╭─ Data for processing

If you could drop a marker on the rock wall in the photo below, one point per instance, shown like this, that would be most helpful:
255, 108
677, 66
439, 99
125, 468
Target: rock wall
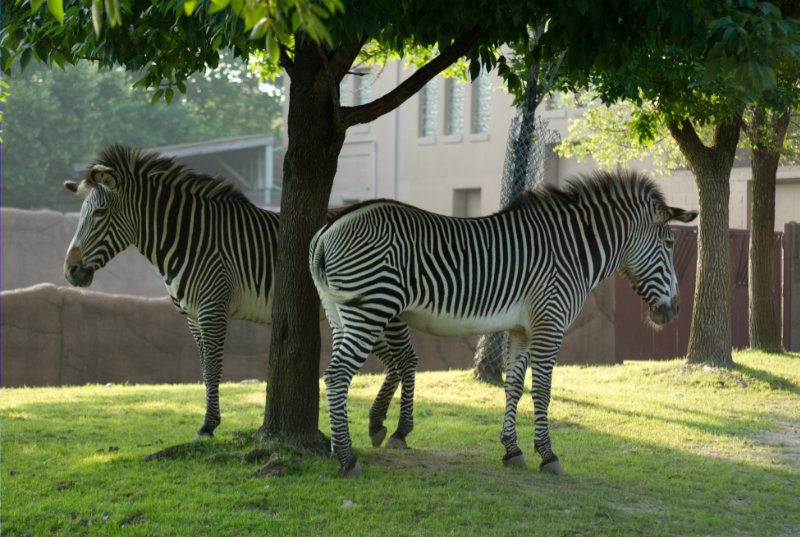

╰─

*Exercise*
An exact copy of all the records is required, with the pictures omitted.

*Reply to the task*
If you could drop a marker on the rock wall in the photo below, one point per instance, shown like this, that would be most helpful:
255, 108
677, 66
439, 99
125, 468
Target: rock wall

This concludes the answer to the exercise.